■ **Source records**:
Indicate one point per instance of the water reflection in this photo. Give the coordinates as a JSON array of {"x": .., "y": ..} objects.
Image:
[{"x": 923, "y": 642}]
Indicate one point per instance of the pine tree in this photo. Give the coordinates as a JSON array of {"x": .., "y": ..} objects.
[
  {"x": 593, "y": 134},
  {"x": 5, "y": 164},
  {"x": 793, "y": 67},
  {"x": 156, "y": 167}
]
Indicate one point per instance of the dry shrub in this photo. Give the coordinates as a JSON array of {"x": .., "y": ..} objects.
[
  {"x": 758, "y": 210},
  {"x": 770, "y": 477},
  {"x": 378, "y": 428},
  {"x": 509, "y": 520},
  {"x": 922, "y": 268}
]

---

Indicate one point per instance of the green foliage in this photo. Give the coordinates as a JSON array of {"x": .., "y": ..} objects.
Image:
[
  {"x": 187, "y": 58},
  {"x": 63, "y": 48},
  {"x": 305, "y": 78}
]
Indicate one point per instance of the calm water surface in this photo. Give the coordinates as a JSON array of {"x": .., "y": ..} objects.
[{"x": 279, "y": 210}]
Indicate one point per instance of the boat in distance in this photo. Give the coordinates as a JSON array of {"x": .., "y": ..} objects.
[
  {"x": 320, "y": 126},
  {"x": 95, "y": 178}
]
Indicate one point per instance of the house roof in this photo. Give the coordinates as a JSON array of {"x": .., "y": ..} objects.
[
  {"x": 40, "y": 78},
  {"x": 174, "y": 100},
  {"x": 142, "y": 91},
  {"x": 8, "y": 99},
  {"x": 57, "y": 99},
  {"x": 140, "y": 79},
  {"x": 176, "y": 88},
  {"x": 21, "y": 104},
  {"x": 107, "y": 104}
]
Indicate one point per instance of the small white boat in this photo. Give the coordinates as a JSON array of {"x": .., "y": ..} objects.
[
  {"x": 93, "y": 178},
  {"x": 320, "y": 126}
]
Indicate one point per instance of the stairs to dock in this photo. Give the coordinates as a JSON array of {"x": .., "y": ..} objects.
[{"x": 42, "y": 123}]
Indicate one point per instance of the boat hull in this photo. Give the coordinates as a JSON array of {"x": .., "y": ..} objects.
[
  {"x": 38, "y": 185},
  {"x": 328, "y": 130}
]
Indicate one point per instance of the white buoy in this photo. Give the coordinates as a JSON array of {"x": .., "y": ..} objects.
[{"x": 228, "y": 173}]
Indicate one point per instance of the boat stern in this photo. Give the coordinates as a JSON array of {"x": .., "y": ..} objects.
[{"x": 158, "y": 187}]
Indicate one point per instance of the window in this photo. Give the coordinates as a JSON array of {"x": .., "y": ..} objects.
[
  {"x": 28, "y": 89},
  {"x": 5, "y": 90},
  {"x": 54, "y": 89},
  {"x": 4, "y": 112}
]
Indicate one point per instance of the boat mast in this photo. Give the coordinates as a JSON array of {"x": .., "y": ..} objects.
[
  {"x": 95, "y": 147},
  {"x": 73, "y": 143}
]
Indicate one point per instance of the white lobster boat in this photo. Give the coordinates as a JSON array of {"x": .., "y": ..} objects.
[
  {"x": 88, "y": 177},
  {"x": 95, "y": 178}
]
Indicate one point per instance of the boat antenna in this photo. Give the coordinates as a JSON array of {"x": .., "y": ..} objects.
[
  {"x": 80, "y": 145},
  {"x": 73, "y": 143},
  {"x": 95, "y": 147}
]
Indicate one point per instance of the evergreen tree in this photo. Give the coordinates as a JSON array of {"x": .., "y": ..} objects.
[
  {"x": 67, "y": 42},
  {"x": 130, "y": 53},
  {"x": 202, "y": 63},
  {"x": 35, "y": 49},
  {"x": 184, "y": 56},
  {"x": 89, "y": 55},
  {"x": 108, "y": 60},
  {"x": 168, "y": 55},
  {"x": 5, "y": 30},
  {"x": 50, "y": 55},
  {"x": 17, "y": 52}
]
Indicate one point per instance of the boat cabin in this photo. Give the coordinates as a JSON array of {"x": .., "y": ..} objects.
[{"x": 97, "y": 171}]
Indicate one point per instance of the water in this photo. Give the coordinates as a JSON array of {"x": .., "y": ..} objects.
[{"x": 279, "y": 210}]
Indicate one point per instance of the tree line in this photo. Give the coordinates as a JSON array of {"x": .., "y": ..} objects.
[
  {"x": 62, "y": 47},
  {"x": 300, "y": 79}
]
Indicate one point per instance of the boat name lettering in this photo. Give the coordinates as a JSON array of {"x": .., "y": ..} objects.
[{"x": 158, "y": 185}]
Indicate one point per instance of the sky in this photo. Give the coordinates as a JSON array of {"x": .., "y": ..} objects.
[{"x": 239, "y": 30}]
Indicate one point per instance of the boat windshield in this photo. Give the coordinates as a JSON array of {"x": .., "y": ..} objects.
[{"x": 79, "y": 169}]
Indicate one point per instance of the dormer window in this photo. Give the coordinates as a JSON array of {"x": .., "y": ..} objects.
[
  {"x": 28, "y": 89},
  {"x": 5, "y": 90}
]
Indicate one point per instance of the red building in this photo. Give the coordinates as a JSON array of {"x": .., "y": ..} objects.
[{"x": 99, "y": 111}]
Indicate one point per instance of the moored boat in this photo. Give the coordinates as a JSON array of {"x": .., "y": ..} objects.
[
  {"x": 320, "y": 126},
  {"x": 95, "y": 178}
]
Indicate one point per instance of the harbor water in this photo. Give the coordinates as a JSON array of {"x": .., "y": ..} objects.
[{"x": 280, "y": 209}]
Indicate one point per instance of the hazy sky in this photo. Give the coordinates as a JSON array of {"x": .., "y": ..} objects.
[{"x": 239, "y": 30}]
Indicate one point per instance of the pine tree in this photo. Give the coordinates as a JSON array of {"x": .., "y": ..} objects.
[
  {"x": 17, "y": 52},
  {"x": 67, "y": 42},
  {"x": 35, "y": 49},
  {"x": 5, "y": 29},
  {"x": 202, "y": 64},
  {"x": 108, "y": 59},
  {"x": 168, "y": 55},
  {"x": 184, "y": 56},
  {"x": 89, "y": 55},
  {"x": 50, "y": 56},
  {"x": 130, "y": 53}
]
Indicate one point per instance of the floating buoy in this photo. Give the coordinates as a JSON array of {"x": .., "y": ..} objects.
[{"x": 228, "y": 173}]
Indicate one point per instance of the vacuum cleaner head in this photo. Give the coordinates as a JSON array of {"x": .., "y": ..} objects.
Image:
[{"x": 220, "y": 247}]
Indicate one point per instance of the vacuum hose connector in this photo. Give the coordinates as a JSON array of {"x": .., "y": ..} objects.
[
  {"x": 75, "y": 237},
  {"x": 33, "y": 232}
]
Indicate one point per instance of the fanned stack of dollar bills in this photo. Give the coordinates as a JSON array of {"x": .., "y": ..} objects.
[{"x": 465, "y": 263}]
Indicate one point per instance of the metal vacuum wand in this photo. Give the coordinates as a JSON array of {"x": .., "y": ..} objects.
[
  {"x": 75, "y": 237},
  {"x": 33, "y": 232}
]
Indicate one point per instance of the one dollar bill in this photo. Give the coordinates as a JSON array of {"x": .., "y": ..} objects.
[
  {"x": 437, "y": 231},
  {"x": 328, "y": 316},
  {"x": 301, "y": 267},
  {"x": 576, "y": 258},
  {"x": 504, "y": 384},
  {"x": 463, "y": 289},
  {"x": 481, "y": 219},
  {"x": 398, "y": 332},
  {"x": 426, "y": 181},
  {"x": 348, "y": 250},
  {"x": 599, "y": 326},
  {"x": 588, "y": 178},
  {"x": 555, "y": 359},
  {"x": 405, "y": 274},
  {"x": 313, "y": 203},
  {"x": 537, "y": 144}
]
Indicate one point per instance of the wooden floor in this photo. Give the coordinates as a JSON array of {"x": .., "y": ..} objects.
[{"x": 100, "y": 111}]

...

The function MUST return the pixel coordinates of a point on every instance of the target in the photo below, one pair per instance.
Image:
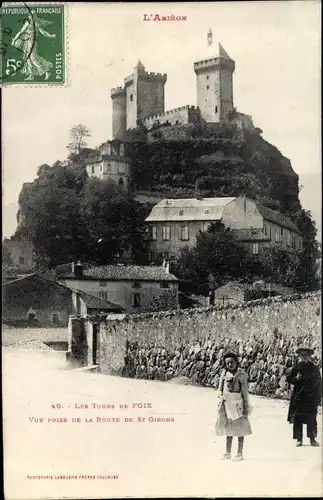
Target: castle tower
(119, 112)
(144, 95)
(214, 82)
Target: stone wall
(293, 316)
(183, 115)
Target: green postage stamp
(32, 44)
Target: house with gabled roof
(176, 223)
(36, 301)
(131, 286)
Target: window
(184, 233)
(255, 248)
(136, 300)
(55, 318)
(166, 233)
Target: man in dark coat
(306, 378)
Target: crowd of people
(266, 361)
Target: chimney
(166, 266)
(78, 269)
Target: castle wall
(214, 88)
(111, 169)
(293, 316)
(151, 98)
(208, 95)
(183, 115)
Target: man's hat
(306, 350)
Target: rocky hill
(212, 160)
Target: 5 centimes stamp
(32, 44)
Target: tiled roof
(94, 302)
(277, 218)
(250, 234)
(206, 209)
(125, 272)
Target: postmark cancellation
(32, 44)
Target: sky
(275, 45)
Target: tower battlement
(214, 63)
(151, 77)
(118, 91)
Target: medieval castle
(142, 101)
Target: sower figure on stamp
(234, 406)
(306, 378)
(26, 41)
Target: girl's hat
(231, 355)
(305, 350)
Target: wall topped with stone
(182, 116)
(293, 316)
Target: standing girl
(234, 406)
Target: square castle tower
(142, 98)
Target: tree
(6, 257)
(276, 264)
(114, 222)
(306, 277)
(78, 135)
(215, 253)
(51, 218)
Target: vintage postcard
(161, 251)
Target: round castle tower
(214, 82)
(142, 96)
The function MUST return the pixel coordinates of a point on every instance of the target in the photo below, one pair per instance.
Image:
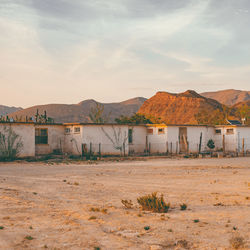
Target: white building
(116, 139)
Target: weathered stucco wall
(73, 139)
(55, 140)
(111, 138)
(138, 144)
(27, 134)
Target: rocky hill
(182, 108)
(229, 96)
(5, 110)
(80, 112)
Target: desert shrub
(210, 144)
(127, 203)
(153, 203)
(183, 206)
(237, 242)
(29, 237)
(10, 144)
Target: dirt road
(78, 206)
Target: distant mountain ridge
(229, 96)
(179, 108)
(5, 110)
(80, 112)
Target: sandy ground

■ **Task instructions**: Set down, exactly as they stand above, the lines starting with the line with "Target: distant mountain ridge" and going on through the line with "Target: sandy ground", and no others.

■ **Reply to the task**:
Target: distant mountain ridge
(229, 96)
(179, 108)
(5, 110)
(80, 112)
Target: sandy ground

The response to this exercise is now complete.